Segment Start: Input for this task
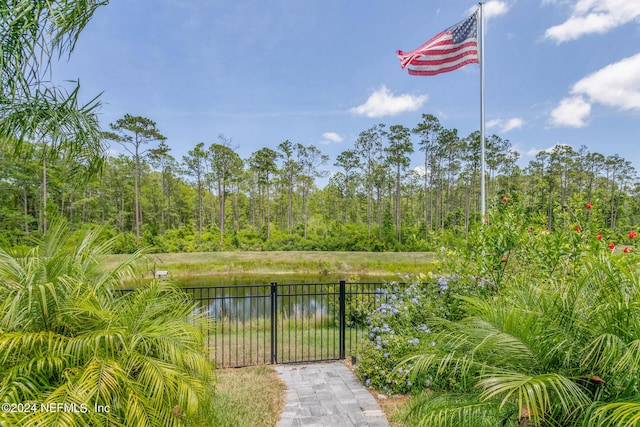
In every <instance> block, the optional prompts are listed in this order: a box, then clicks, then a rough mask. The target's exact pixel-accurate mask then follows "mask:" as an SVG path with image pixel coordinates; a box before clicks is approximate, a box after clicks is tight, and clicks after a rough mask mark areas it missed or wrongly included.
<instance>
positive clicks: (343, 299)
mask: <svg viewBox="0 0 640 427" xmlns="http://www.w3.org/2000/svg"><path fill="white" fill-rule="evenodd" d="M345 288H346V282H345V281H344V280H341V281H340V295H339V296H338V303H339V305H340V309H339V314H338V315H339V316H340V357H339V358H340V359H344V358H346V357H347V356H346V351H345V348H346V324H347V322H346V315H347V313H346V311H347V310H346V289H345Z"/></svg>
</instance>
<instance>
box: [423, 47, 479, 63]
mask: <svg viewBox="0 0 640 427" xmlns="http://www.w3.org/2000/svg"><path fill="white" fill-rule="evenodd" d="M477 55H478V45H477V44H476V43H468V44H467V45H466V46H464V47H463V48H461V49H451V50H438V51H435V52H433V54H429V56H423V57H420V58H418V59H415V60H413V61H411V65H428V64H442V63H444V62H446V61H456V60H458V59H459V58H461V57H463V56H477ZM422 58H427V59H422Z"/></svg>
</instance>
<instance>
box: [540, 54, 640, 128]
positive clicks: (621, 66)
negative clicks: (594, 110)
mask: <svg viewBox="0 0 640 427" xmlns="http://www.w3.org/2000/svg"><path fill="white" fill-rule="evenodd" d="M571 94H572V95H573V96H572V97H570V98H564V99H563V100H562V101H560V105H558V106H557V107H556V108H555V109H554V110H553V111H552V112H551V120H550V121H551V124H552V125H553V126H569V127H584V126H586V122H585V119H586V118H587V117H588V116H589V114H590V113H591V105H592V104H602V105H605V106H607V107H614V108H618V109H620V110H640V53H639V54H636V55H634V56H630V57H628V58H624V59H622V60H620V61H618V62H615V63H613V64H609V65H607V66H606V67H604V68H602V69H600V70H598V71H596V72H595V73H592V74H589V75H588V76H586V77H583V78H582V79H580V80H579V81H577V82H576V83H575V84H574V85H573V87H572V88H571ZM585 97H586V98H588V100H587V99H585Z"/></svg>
Segment End: Input for this task
Segment Start: Input for this task
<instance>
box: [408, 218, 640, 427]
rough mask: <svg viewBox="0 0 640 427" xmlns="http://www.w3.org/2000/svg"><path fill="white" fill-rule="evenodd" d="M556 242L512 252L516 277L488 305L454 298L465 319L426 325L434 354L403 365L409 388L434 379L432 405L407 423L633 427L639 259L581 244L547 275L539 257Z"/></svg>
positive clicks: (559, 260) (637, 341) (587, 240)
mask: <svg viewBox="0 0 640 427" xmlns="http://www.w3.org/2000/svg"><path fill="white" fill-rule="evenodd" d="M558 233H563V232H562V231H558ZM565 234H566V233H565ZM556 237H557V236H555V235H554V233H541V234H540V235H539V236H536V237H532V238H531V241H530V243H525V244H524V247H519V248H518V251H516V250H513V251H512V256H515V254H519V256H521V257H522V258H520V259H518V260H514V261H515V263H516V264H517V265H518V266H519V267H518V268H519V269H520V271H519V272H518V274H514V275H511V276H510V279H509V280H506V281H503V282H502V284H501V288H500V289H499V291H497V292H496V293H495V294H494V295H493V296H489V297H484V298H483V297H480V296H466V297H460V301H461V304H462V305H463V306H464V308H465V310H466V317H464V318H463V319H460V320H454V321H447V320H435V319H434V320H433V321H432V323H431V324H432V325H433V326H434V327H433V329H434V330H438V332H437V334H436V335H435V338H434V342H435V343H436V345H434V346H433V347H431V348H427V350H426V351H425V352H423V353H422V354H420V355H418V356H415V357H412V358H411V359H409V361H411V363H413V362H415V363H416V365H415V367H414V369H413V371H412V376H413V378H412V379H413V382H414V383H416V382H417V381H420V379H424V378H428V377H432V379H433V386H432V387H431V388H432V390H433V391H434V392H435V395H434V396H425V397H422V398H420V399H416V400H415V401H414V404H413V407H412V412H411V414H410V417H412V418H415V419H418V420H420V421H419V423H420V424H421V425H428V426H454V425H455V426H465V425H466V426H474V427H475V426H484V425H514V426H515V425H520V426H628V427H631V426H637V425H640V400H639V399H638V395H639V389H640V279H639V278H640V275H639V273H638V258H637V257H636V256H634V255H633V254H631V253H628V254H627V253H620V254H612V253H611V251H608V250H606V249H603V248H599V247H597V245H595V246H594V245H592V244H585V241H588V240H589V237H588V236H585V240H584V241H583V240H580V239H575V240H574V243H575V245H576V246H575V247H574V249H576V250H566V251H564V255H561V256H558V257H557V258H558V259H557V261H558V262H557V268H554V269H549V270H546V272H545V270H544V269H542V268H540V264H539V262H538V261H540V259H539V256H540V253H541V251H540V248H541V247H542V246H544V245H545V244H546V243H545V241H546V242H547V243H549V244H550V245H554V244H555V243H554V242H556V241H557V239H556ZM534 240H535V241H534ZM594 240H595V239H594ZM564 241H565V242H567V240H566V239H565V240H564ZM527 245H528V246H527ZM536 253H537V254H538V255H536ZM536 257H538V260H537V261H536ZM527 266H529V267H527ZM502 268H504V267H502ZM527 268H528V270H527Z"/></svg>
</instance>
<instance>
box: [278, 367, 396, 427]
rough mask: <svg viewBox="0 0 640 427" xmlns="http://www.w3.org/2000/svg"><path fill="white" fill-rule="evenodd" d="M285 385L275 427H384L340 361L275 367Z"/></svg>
Segment End: Input for this task
Segment Start: Input for this task
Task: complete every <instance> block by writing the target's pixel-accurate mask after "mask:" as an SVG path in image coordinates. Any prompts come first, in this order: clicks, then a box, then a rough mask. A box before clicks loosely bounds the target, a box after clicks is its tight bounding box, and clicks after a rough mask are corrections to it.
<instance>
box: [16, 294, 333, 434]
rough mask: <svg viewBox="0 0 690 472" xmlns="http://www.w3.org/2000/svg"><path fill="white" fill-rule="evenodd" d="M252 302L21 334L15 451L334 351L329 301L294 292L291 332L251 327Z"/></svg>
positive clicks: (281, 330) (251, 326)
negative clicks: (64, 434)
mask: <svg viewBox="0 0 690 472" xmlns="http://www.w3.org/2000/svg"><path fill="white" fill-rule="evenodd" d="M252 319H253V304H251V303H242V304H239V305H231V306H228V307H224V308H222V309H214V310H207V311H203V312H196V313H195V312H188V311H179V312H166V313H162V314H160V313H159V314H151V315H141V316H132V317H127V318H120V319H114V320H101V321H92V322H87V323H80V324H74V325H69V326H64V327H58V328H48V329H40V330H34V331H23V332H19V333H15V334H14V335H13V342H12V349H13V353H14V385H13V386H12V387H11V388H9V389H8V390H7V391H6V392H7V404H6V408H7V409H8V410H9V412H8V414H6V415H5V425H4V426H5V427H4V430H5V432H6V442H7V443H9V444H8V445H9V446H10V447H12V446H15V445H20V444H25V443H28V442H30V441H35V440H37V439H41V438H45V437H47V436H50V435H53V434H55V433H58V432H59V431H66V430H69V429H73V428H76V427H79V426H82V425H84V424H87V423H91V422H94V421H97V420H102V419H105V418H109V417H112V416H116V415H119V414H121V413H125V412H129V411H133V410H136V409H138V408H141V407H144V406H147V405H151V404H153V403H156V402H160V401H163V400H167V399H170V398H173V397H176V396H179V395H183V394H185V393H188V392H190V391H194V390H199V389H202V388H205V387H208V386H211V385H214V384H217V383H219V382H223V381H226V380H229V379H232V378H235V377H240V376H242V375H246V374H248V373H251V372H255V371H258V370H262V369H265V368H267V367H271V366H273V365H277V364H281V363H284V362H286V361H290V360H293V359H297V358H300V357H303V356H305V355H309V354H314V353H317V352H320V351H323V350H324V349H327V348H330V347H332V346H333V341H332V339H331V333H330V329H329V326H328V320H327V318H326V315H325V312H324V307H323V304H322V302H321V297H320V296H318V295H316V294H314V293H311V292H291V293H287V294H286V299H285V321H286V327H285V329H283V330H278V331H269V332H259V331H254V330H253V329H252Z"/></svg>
Segment End: Input for this task
Your answer should consist of every line from the entries that holds "pixel".

*Exercise output*
In every <instance> block, the optional prompts are listed in this order: a box, then clicks, then a rough mask. The target's exact pixel-accurate mask then follows "mask:" as an SVG path with image pixel coordinates; a box before clicks is approximate, a box after clicks is tight, and clicks after a rough mask mark areas it missed or wrongly included.
Task: complete every <instance> block by writing the target's pixel-accurate mask after "mask:" as an SVG path in image coordinates. Any prompts come first, in this order: clicks, then a box, then a rough mask. A box before clicks loosely bounds the target, a box after clicks is its tight bounding box, and clicks after a rough mask are corrections to it.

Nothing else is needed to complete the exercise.